Fragmento del texto:
########################################

En su origen la palabra española «trabajo» remite a un instrumento de tortura, el tripalium. Y en alemán y ruso la etimología para «trabajo» (arbeit, rabot), de origen indoeuropeo, pertenece a la misma raíz que da lugar a la palabra «robot», que significa «esclavo». Si seguimos buscando en otras lenguas encontramos ejemplos parecidos que, como mínimo, nos dejan claro que el trabajo nunca fue plato de gusto.
Al menos ciertos
trabajos: griegos y romanos distinguían entre «labor» y «trabajo» y
usaban diferentes palabras para referirse a cada cosa. La labor era la
tarea del hombre libre: la política, el debate filosófico, la caza, la
guerra… Lo demás, la actividad productiva cotidiana, era casi todo cosa
de esclavos. Una idea que, con o sin distinta terminología, se ha dado
en todas las civilizaciones de la Historia hasta fechas bien recientes.
En la Edad Media, el Renacimiento y en realidad hasta el advenimiento de
la doctrina capitalista liberal, el trabajo manual no sólo era cosa de
siervos o castas inferiores: es que estaba mal considerado. Ser
artesano, maestro, agricultor o lo que fuere se consideraba una mancha
en el currículum social del individuo. En la literatura española del
Siglo de Oro se hace alarde de la vagancia del hidalgo, que no da un
palo al agua en su vida y presume de ello, dejando por rústico y poca
cosa al que se gana el pan con el sudor de su frente.
Esta mentalidad se
mantuvo durante siglos, hasta que el auge de las naciones protestantes y
el triunfo de la burguesía establecieron una nueva mitología en torno
al trabajo como indicador de éxito, garante de la Gracia Divina y signo
de salvación. Poco a poco, y no sin resistencias, esta filosofía ha ido
extendiéndose por toda la Tierra y en la actualidad incluso naciones
tenidas por perezosas, como la española, enarbolan la bandera del
trabajo como virtud máxima del ciudadano.
Sin duda el ser humano
disfruta manteniéndose ocupado y quizá sea excesivo considerar, como
hacían los antiguos, que el trabajo sea una mancha. No obstante, cabe
preguntarse también si el desplazamiento hacia el lado contrario del
péndulo es tan bueno como nos dicen: ¿hasta qué punto el trabajo es una
bendición tan fantástica como nos quieren hacer creer?

########################################

Material extraído:
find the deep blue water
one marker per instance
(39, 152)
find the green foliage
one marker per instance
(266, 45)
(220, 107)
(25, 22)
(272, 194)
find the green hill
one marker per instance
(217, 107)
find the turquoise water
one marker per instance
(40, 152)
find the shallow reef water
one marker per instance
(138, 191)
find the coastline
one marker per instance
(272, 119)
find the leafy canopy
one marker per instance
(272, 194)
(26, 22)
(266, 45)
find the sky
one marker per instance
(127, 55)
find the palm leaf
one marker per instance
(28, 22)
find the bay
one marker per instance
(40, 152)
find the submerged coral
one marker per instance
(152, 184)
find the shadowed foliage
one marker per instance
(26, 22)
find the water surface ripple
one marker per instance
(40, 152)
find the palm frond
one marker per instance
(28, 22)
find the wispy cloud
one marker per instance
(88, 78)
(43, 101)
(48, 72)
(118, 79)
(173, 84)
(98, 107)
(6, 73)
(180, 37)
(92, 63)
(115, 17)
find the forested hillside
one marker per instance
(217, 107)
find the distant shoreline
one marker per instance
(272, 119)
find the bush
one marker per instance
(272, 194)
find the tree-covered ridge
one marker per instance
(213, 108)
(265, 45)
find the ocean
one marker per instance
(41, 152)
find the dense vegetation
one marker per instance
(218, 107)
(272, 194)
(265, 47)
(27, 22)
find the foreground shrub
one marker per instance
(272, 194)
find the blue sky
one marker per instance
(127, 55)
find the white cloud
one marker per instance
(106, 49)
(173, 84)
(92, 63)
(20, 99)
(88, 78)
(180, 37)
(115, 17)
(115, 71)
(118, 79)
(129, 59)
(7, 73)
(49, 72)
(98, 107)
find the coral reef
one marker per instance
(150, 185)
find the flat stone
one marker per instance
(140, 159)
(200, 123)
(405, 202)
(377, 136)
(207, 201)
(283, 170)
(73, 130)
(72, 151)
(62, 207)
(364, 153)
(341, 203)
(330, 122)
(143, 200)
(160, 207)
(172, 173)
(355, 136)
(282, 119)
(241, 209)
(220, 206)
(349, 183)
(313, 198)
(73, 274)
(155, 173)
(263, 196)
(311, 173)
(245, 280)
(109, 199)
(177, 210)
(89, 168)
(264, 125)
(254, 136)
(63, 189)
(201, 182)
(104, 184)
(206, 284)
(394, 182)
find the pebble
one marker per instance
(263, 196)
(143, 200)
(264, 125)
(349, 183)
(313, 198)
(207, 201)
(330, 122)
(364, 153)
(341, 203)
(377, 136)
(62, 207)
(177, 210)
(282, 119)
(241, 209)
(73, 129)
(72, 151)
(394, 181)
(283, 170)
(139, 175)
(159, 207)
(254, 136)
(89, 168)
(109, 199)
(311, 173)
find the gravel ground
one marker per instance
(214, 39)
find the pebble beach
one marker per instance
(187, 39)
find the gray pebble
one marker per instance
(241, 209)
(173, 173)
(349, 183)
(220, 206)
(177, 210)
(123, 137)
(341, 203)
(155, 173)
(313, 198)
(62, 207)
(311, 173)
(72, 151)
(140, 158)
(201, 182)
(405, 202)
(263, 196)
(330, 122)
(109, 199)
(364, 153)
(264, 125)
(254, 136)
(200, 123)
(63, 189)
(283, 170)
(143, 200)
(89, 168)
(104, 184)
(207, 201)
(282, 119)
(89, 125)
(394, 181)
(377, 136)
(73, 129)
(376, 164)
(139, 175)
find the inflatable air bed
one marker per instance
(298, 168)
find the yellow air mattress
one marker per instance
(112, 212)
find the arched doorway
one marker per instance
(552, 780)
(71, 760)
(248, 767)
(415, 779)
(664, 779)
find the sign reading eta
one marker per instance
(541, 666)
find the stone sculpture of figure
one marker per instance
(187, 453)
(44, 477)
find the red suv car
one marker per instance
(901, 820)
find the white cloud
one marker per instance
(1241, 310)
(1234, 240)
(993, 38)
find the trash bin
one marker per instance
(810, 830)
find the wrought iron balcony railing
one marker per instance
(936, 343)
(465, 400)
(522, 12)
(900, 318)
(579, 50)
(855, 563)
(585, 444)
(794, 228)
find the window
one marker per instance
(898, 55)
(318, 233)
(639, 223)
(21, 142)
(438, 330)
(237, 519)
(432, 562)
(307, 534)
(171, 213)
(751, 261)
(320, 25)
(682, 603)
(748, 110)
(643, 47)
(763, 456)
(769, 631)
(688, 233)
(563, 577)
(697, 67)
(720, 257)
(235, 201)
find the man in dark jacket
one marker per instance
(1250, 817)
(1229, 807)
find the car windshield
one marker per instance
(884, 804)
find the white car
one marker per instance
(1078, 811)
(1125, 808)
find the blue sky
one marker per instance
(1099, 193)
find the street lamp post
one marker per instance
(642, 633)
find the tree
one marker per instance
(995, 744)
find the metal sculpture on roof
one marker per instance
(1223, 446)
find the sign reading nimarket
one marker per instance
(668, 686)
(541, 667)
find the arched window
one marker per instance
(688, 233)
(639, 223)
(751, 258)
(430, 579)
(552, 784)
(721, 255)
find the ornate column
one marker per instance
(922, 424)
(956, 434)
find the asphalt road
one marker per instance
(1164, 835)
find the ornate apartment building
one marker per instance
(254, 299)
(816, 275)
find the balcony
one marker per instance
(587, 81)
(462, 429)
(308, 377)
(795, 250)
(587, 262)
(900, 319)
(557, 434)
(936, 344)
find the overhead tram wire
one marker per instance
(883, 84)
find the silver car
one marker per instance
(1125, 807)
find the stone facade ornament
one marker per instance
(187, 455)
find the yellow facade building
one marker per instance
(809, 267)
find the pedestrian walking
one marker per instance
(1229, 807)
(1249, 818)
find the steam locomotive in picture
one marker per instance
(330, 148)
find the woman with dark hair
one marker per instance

########################################

Objetivos:
**a)** Reproduce el tramo del texto sobre el trabajo que va desde «Esta mentalidad se» hasta «máxima del ciudadano.».
**b)** Indica si cada afirmación concuerda con el texto sobre el trabajo y responde sí o no, citando literalmente las palabras del texto que lo deciden. (i) En su origen, la palabra española «trabajo» remite a un instrumento de tortura. (ii) Griegos y romanos usaban una misma palabra para la labor y para el trabajo. (iii) La caza se consideraba cosa de esclavos.

Respuestas por tarea:
**a)**
Esta mentalidad se
mantuvo durante siglos, hasta que el auge de las naciones protestantes y
el triunfo de la burguesía establecieron una nueva mitología en torno
al trabajo como indicador de éxito, garante de la Gracia Divina y signo
de salvación. Poco a poco, y no sin resistencias, esta filosofía ha ido
extendiéndose por toda la Tierra y en la actualidad incluso naciones
tenidas por perezosas, como la española, enarbolan la bandera del
trabajo como virtud máxima del ciudadano.

**b)**
(i) Sí: «En su origen la palabra española «trabajo» remite a un instrumento de tortura, el tripalium».
(ii) No: «griegos y romanos distinguían entre «labor» y «trabajo» y usaban diferentes palabras para referirse a cada cosa».
(iii) No: «La labor era la tarea del hombre libre: la política, el debate filosófico, la caza, la guerra…».